__Stated task__:
Copy the data below line for line, leaving out the pictures.
--- Data records ---
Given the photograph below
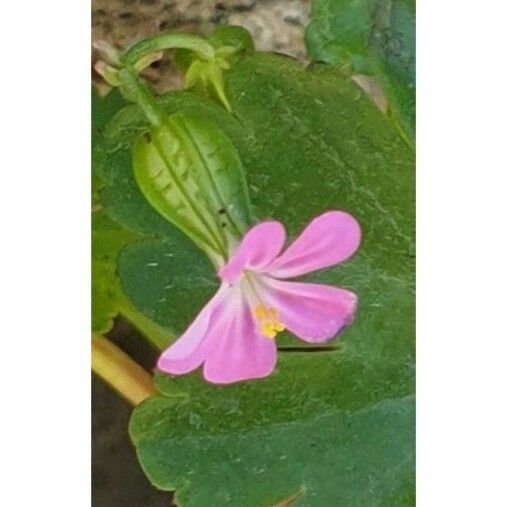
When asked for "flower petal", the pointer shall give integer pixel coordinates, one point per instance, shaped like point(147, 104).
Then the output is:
point(313, 312)
point(189, 351)
point(239, 351)
point(260, 246)
point(329, 239)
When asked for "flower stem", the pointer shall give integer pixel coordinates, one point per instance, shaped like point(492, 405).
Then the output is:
point(124, 375)
point(170, 41)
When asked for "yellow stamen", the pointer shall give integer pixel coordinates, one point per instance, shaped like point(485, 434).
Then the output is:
point(268, 320)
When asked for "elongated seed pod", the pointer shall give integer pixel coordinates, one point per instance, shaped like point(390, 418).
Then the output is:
point(190, 172)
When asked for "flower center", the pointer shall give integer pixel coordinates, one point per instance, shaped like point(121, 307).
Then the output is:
point(268, 321)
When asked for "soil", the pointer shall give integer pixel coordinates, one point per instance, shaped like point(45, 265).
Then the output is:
point(276, 25)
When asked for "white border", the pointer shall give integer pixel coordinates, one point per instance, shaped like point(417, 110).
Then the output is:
point(45, 267)
point(461, 254)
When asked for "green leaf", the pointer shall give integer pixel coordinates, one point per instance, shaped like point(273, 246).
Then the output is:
point(335, 427)
point(107, 240)
point(372, 37)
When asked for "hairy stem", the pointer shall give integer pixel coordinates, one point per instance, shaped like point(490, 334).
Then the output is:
point(123, 374)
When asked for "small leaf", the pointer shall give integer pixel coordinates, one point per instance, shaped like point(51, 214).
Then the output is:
point(372, 37)
point(334, 424)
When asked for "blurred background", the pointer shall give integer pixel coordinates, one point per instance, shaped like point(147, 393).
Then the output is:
point(275, 25)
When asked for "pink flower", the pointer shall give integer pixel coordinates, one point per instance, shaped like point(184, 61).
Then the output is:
point(233, 336)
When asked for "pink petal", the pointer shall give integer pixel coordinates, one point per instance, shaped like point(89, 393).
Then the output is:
point(260, 245)
point(239, 351)
point(329, 239)
point(189, 351)
point(313, 312)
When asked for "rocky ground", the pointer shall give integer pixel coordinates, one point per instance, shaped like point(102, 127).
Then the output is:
point(276, 25)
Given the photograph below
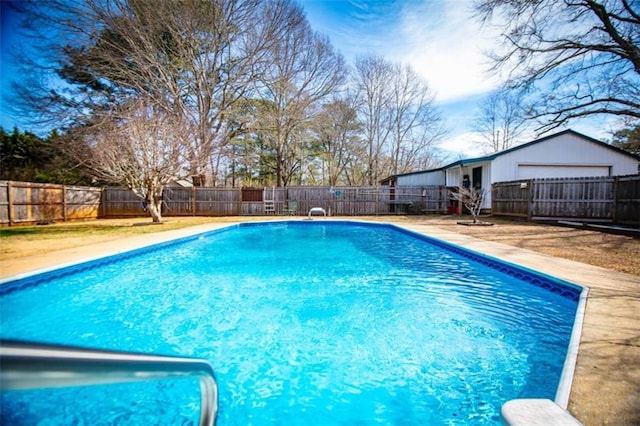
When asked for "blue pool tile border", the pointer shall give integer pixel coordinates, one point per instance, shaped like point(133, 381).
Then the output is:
point(551, 284)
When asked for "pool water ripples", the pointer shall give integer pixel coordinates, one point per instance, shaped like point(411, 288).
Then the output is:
point(307, 323)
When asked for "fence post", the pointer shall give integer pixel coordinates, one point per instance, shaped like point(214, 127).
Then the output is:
point(614, 196)
point(531, 192)
point(64, 203)
point(194, 204)
point(10, 202)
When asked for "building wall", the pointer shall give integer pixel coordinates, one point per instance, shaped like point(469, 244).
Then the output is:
point(427, 178)
point(566, 155)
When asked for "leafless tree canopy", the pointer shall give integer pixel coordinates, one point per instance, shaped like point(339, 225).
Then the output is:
point(142, 147)
point(303, 70)
point(573, 58)
point(248, 82)
point(400, 123)
point(501, 121)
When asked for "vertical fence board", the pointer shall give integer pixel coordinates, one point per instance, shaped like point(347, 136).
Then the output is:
point(605, 199)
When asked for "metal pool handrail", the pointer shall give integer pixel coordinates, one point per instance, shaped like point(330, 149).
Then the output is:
point(26, 365)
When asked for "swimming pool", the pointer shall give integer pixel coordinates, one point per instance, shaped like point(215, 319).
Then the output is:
point(305, 322)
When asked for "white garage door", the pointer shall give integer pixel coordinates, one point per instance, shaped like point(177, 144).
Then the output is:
point(527, 171)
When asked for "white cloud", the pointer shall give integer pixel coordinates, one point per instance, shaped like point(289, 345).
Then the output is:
point(463, 145)
point(445, 44)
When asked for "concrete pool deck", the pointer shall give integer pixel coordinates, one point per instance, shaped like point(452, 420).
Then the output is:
point(606, 383)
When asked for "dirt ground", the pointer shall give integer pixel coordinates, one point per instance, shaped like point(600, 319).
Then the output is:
point(615, 252)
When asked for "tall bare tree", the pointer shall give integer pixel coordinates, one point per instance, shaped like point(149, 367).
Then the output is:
point(304, 69)
point(575, 58)
point(193, 58)
point(372, 77)
point(501, 120)
point(415, 122)
point(399, 120)
point(336, 130)
point(141, 147)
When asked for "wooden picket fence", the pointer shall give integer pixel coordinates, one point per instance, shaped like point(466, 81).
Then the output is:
point(338, 201)
point(600, 199)
point(595, 199)
point(24, 202)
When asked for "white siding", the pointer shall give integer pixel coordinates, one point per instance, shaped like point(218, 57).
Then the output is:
point(428, 178)
point(527, 171)
point(562, 154)
point(454, 176)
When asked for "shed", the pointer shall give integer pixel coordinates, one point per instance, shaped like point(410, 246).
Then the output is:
point(564, 154)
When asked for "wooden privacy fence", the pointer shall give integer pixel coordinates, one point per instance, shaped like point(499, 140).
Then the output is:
point(339, 201)
point(23, 202)
point(599, 199)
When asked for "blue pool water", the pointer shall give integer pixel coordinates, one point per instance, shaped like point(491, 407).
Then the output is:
point(306, 322)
---
__Response to the exercise__:
Given the photograph below
When asked for "flower petal", the pointer shall give integer pixel coordinates, one point per instance, shaped like point(147, 104).
Then the output is:
point(313, 312)
point(189, 351)
point(239, 351)
point(260, 246)
point(329, 239)
When asked for "flower stem", the pointer shall give integer pixel coordinates, one point per instance, shaped like point(492, 405).
Then the output is:
point(124, 375)
point(170, 41)
When asked for "yellow stamen", the pointer shall give integer pixel coordinates, one point per instance, shaped like point(485, 434).
Then the output is:
point(268, 320)
When asked for "elongated seed pod", the pointer shall give integer pixel coordinates, one point per instance, shaped like point(390, 418).
Then the output is:
point(190, 172)
When asked for "flower center", the pointer shall give integer pixel coordinates, one point per instance, shaped like point(121, 307).
Then the output is:
point(268, 321)
When asked for "soil", the pointer shall give integer pixel coordinates, one point per instance, shaped like point(45, 265).
Then the output is:
point(276, 25)
When asked for "white border", the pointer shall give integer pixel coordinates, one point per instance, shaped like point(417, 110).
Then the output is:
point(45, 267)
point(461, 254)
When asked for "green leaf", the pointer shall give integer pixel coordinates, one point per instance, shaped like point(273, 246).
Then the output is:
point(335, 427)
point(107, 240)
point(372, 37)
When asked for "hairy stem", the pointer shall give integer pixel coordinates, one point per instance, shaped like point(490, 334).
Then the output is:
point(123, 374)
When asked for "small leaf", the pointer shall give integer pixel coordinates, one point per instance, shaped like point(51, 214).
Then the output is:
point(372, 37)
point(334, 424)
When asked for "blurred background", the pointer shall give integer pixel coordinates, one point per instance, shaped like point(147, 393).
Then the output is:
point(275, 25)
When asked for "pink flower", the pointer shall give integer pixel coordinates, one point per instance, shaped like point(184, 61).
Then the output is:
point(233, 336)
When asked for "pink petal", the pointer shall give integer pixel coordinates, one point per instance, shaped like point(89, 393).
Then the output is:
point(260, 245)
point(239, 351)
point(329, 239)
point(189, 351)
point(313, 312)
When asked for "rocky ground", the pointer shall give integer pixel coordinates, one point per instance, shaped like point(102, 127).
Then the output is:
point(276, 25)
Given the photograph below
When asked for "blue pool tile border", the pointer shall give integer pixel coordinates, one point per instance, shaped like point(133, 381).
Then the output is:
point(551, 284)
When asked for "pool water ripples", the pointer shall give integer pixel coordinates, one point per instance, shaped like point(411, 288).
Then the output is:
point(307, 323)
When asked for "fence post", the pointer shall give integer pixel coordinates, one point per instance, shaped like point(214, 127).
Then the output is:
point(614, 196)
point(531, 192)
point(64, 203)
point(194, 204)
point(10, 202)
When asked for "building wall", the pointer shall give integer pixel coordinates, one point per instance, shaped like point(469, 244).
Then the output is:
point(427, 178)
point(566, 155)
When asked for "leafless tree canopy", the pointer shall give integer pixel coordinates, one point per instance, shaped like point(339, 225).
Then the output is:
point(142, 147)
point(303, 70)
point(573, 58)
point(248, 82)
point(400, 123)
point(501, 121)
When asked for "vertical fence board", the pointer shall give integer pixel coordinates, one point per instance, shaped like point(347, 136).
Then the output is:
point(605, 199)
When asked for "metal pool handrail", the pointer shall give integer pixel coordinates, one point per instance, shaped like point(330, 149).
Then the output is:
point(26, 365)
When asked for "swimming pool", the pointer shall give integer pixel coordinates, one point per instance, shaped like point(215, 319).
Then the output is:
point(305, 322)
When asked for "white garage door", the pointer shall give integer pixel coordinates, one point per instance, shaped like point(177, 144).
Then the output is:
point(527, 171)
When asked for "white cloud", the pointer shall give integer pixel coordinates, one point per instance, shaped like point(289, 345).
Then the output is:
point(463, 145)
point(445, 44)
When asked for "concrete pool deck", the pointer shall give integer pixel coordinates, one point per instance, shaped like point(452, 420).
Then the output is:
point(606, 383)
When asked for "dirt ground", the pointer shall give integer pixel coordinates, one point per instance, shaped like point(600, 319).
Then the output is:
point(615, 252)
When asked for "tall bare tree", the pointer shall give integer pixel coordinates, one point per instance, shaped like point(149, 367).
Then the output is:
point(304, 69)
point(575, 58)
point(193, 58)
point(372, 77)
point(501, 120)
point(415, 122)
point(399, 120)
point(336, 130)
point(141, 147)
When asked for "wooden picket fence", the pointer shall give integer pixel coordinates, one point per instance, shaped like point(466, 81).
Then the output is:
point(338, 201)
point(600, 199)
point(595, 199)
point(24, 202)
When asked for "white siding", the pointer shall give integer pixel coordinates, one point per instance, shaped like point(218, 57).
Then the output is:
point(428, 178)
point(527, 171)
point(562, 154)
point(454, 176)
When asked for "shed", the pointer shall give integer pixel coordinates, one point per instance, shaped like point(410, 246).
Then the output is:
point(564, 154)
When asked for "wooden privacy fence", the pointer shall give integer pixel coordinates, one point per instance, shaped like point(499, 140).
Then the output is:
point(339, 201)
point(23, 202)
point(599, 199)
When asked for "blue pool water", the pointer shall give integer pixel coordinates, one point per instance, shaped like point(491, 407).
Then the output is:
point(306, 322)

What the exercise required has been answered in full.